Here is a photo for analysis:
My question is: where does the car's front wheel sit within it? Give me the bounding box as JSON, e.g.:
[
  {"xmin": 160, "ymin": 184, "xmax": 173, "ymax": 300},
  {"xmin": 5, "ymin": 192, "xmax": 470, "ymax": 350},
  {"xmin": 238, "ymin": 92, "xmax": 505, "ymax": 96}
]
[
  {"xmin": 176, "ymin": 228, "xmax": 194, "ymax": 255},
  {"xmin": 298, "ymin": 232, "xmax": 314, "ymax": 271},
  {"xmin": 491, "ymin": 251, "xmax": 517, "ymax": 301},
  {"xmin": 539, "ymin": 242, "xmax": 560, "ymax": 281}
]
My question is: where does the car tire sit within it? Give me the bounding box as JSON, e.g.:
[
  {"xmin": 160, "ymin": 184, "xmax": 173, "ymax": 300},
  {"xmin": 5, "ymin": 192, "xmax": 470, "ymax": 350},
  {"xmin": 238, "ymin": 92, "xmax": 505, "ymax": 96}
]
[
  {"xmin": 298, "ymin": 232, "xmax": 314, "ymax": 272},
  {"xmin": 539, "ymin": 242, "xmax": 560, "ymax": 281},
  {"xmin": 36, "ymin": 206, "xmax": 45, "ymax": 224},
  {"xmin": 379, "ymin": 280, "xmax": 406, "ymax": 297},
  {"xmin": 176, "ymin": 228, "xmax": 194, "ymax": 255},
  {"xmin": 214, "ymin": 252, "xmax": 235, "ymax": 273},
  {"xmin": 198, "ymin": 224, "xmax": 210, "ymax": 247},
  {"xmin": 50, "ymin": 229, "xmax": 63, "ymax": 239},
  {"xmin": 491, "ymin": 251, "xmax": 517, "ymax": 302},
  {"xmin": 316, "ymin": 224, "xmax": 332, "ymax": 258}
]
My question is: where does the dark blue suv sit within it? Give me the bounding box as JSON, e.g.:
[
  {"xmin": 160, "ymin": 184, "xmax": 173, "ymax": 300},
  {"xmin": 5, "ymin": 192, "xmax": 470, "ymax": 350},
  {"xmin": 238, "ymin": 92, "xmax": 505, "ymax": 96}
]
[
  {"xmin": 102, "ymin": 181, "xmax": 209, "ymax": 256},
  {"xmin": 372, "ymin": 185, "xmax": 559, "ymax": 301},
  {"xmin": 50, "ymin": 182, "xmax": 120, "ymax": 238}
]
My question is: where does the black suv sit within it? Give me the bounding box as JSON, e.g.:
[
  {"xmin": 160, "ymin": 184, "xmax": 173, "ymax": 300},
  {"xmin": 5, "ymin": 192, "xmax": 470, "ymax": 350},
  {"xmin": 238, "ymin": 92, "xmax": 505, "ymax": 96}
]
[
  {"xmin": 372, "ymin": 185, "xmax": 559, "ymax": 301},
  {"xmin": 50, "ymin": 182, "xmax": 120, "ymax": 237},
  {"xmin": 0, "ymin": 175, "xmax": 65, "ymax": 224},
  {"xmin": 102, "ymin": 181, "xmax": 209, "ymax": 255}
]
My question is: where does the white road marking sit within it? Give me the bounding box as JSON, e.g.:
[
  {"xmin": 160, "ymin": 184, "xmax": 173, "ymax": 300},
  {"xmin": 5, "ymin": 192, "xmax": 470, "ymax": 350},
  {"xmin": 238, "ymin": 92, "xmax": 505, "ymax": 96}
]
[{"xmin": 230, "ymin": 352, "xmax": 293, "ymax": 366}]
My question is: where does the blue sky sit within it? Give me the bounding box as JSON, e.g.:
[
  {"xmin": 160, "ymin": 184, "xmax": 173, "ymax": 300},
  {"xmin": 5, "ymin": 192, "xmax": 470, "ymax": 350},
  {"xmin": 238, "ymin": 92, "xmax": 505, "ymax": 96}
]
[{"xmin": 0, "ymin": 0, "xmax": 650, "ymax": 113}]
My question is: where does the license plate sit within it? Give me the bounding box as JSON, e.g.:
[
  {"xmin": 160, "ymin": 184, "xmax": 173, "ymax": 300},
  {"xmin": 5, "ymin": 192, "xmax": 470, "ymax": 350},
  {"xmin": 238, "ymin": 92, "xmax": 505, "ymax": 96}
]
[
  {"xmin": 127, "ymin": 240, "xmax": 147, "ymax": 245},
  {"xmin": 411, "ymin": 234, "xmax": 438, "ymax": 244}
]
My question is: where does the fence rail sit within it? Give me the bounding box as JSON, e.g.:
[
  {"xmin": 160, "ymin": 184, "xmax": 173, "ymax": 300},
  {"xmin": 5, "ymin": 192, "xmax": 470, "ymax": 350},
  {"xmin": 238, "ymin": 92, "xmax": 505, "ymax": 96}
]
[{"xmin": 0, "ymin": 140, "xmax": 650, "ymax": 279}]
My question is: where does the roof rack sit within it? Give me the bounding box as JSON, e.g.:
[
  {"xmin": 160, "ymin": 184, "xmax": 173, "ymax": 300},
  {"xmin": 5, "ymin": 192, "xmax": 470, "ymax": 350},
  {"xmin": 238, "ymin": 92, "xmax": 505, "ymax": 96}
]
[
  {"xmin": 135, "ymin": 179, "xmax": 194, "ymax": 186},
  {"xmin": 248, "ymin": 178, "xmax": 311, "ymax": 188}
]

# # # #

■ TASK STATEMENT: Copy out all of the entries above, line for line, with no changes.

■ ANSWER TO THIS PROBLEM:
Here is a photo for analysis:
My question is: where does the car's front wheel sit within it? Give me the bounding box as JSON, e.g.:
[
  {"xmin": 160, "ymin": 184, "xmax": 173, "ymax": 300},
  {"xmin": 5, "ymin": 192, "xmax": 470, "ymax": 350},
  {"xmin": 238, "ymin": 92, "xmax": 505, "ymax": 96}
]
[
  {"xmin": 176, "ymin": 228, "xmax": 194, "ymax": 255},
  {"xmin": 298, "ymin": 232, "xmax": 314, "ymax": 271},
  {"xmin": 491, "ymin": 251, "xmax": 517, "ymax": 301},
  {"xmin": 539, "ymin": 242, "xmax": 560, "ymax": 281}
]
My question is: where does the car tire sit within it? Give me the bounding box as JSON, e.g.:
[
  {"xmin": 160, "ymin": 184, "xmax": 173, "ymax": 300},
  {"xmin": 5, "ymin": 192, "xmax": 470, "ymax": 350},
  {"xmin": 238, "ymin": 92, "xmax": 505, "ymax": 96}
]
[
  {"xmin": 298, "ymin": 232, "xmax": 314, "ymax": 272},
  {"xmin": 539, "ymin": 242, "xmax": 560, "ymax": 281},
  {"xmin": 36, "ymin": 206, "xmax": 45, "ymax": 224},
  {"xmin": 379, "ymin": 280, "xmax": 406, "ymax": 297},
  {"xmin": 176, "ymin": 228, "xmax": 194, "ymax": 255},
  {"xmin": 214, "ymin": 252, "xmax": 235, "ymax": 273},
  {"xmin": 198, "ymin": 224, "xmax": 210, "ymax": 247},
  {"xmin": 50, "ymin": 229, "xmax": 63, "ymax": 239},
  {"xmin": 491, "ymin": 251, "xmax": 517, "ymax": 302},
  {"xmin": 316, "ymin": 224, "xmax": 332, "ymax": 258}
]
My question is: where does the dark blue suv sit within it? Give me the bounding box as JSON, e.g.:
[
  {"xmin": 160, "ymin": 184, "xmax": 173, "ymax": 300},
  {"xmin": 5, "ymin": 192, "xmax": 470, "ymax": 350},
  {"xmin": 238, "ymin": 92, "xmax": 505, "ymax": 96}
]
[
  {"xmin": 102, "ymin": 181, "xmax": 209, "ymax": 256},
  {"xmin": 372, "ymin": 185, "xmax": 559, "ymax": 301},
  {"xmin": 50, "ymin": 182, "xmax": 120, "ymax": 238}
]
My question is: where does the black suv sit within it? Give me the bounding box as JSON, e.g.:
[
  {"xmin": 160, "ymin": 184, "xmax": 173, "ymax": 300},
  {"xmin": 5, "ymin": 192, "xmax": 470, "ymax": 350},
  {"xmin": 238, "ymin": 92, "xmax": 505, "ymax": 96}
]
[
  {"xmin": 372, "ymin": 185, "xmax": 559, "ymax": 301},
  {"xmin": 50, "ymin": 182, "xmax": 120, "ymax": 237},
  {"xmin": 0, "ymin": 175, "xmax": 65, "ymax": 224},
  {"xmin": 102, "ymin": 181, "xmax": 209, "ymax": 255}
]
My question is: where does the white road marking sit within it? Give me the bounding box as JSON, e.g.:
[
  {"xmin": 160, "ymin": 184, "xmax": 173, "ymax": 300},
  {"xmin": 5, "ymin": 192, "xmax": 470, "ymax": 350},
  {"xmin": 238, "ymin": 92, "xmax": 505, "ymax": 96}
]
[{"xmin": 230, "ymin": 352, "xmax": 293, "ymax": 366}]
My question is: where does the blue sky sit within it? Give me the bounding box as JSON, e.g.:
[
  {"xmin": 160, "ymin": 184, "xmax": 173, "ymax": 300},
  {"xmin": 5, "ymin": 192, "xmax": 470, "ymax": 350},
  {"xmin": 238, "ymin": 92, "xmax": 505, "ymax": 96}
]
[{"xmin": 0, "ymin": 0, "xmax": 650, "ymax": 113}]
My question is: where does the license plate sit within it? Give me the bounding box as JSON, e.g.:
[
  {"xmin": 160, "ymin": 184, "xmax": 173, "ymax": 300},
  {"xmin": 5, "ymin": 192, "xmax": 470, "ymax": 350},
  {"xmin": 238, "ymin": 92, "xmax": 505, "ymax": 96}
]
[
  {"xmin": 127, "ymin": 240, "xmax": 147, "ymax": 245},
  {"xmin": 411, "ymin": 234, "xmax": 438, "ymax": 244}
]
My question is: where does the fence rail sit within it? Give me the bounding box as JSON, e.g.:
[
  {"xmin": 160, "ymin": 184, "xmax": 173, "ymax": 300},
  {"xmin": 5, "ymin": 192, "xmax": 470, "ymax": 350},
  {"xmin": 238, "ymin": 92, "xmax": 505, "ymax": 96}
]
[{"xmin": 0, "ymin": 140, "xmax": 650, "ymax": 279}]
My question is: where does the roof rack sit within it? Give me the bounding box as JSON, e.g.:
[
  {"xmin": 160, "ymin": 184, "xmax": 173, "ymax": 300},
  {"xmin": 5, "ymin": 192, "xmax": 470, "ymax": 350},
  {"xmin": 238, "ymin": 92, "xmax": 505, "ymax": 96}
]
[
  {"xmin": 135, "ymin": 179, "xmax": 194, "ymax": 186},
  {"xmin": 248, "ymin": 178, "xmax": 311, "ymax": 188}
]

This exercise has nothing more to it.